Segment Start: Selected text
Such systems include the use of Water Vapour Electrolysis, which, as mentioned earlier, performs the second duty of lowering humidity, but also the more promising Direct Carbon Dioxide Electrolysis. This solid electrolyte system can electrolyse both carbon dioxide and water vapour directly from breath, however the simultaneous electrolysis of water leads to the release of hydrogen into the atmosphere making this an unsafe process for use over long periods of time (the hydrogen would be removed at a later stage by the trace contaminant control systems). Initial electrolysis produces oxygen but also carbon monoxide, which then passes through a catalytic bed that decomposes it to solid carbon and carbon dioxide. The CO2 then passes through the electrolyte again. This process is only used as a backup system and thus is not included in the life support flow diagram (fig. 17.12a), however hydrogen-carbon dioxide reduction and water vapour electrolysis are, as sinks for the hydrogen produced through SCWO. The water vapour electrolysis in this case is also only in use as a backup system in case of oxygen depletion, otherwise the water produced from the previous CO2 reduction can be stored in the potable water store (while the carbon produced passes through SCWO).
Segment End: Selected text
__Task details__
Can you continue the passage on life support electrolysis from its last sentence? This material is separate from the passage on life support electrolysis.
Segment Start: Records shown
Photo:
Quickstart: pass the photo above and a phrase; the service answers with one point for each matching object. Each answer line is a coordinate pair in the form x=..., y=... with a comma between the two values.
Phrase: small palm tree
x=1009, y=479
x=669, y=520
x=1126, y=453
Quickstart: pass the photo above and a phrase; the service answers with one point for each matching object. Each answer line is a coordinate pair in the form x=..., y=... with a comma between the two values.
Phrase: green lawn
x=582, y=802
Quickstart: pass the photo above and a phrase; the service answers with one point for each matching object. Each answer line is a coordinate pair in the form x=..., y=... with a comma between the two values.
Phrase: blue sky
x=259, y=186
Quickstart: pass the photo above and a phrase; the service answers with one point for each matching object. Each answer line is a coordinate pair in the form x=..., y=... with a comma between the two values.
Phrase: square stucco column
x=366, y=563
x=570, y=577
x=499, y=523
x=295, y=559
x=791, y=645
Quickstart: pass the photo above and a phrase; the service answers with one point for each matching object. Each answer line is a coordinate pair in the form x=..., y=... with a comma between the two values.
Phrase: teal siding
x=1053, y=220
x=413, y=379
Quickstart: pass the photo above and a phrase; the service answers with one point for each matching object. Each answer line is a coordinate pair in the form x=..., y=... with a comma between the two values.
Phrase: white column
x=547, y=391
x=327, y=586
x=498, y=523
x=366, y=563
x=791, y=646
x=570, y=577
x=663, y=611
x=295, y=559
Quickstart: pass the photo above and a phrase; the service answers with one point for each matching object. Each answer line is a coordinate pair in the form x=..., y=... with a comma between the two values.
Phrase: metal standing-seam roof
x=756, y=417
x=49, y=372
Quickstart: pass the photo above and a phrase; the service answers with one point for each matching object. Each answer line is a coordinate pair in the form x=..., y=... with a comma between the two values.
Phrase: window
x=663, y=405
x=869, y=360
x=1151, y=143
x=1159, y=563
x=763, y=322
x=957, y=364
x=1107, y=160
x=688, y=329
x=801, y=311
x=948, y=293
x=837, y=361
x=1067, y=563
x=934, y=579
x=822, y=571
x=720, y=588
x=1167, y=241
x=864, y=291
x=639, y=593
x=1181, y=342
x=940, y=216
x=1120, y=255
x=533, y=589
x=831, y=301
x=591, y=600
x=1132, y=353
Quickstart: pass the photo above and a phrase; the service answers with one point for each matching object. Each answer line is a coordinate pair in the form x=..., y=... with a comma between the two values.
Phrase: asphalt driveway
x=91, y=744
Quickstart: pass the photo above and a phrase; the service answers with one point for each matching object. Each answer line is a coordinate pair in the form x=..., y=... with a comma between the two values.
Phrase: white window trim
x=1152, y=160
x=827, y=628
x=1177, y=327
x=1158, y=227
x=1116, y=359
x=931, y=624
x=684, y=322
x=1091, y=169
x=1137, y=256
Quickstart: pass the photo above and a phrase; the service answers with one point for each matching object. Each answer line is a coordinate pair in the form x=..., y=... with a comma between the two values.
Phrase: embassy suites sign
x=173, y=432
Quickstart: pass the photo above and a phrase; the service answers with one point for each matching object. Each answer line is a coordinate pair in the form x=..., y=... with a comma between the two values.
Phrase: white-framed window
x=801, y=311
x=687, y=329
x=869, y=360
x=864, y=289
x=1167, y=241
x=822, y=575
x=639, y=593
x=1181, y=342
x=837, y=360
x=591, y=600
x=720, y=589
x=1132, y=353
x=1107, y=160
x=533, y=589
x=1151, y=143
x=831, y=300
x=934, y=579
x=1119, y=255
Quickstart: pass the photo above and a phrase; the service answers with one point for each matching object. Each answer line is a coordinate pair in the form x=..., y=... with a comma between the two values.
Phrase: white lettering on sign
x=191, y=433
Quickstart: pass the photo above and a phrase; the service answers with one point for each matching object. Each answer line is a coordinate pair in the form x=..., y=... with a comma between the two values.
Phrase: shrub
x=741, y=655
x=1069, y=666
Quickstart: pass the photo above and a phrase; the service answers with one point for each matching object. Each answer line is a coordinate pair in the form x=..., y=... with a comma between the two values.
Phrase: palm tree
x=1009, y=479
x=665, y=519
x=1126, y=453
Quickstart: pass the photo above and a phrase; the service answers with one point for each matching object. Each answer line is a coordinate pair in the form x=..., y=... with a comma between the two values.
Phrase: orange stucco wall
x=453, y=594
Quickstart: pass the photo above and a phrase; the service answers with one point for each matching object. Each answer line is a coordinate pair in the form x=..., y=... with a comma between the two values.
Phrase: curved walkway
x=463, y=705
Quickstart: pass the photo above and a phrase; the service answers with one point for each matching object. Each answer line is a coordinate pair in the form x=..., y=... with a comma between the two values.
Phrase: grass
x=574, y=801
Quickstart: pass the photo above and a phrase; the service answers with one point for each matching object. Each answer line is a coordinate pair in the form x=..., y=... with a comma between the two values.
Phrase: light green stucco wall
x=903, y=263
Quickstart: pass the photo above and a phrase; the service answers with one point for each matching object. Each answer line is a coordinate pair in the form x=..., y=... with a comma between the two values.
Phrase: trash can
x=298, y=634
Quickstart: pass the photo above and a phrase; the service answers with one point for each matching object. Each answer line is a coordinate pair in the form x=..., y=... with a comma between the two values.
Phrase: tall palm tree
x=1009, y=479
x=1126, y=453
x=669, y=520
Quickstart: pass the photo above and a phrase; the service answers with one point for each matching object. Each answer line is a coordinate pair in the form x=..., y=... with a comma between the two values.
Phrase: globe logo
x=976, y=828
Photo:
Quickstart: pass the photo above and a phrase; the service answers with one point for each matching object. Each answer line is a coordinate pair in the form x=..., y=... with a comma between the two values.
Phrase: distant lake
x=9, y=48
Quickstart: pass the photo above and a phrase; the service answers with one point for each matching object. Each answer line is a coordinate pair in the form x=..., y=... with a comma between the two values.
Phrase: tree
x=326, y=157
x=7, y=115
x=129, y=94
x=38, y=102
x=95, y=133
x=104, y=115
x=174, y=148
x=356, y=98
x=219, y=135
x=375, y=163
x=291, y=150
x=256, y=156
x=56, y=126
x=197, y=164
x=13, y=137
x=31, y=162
Segment End: Records shown
__Exercise response__
The main system for oxygen generation onboard DL4 will be from agricultural and recreational plants. For agricultural reasons there will already be, at any one time, four overall growing ‘seasons’ for agricultural plants. These will relate roughly to spring, summer, autumn and winter, allowing for the year round production of all foodstuffs. The ‘seasons’ will be further divided into climates, however this has been dealt with in more detail in 9.3 Agriculture Area Layout. For life support reasons, the four ‘season’ areas will be doubled, thus creating two springs, two summers, and so on. One out of every two of these will approximate daytime conditions, and thus the production of oxygen, while the other will approximate night-time conditions, and thus the production of carbon dioxide (see fig. 17.12a). Plants in the recreational area will grow according to the seasons within the human habitat. These can more or less be discounted from oxygen generation as they will be, in the main, fully grown trees (eventually), grass, and flowering plants, all of which are less effective at decreasing carbon dioxide levels in the atmosphere.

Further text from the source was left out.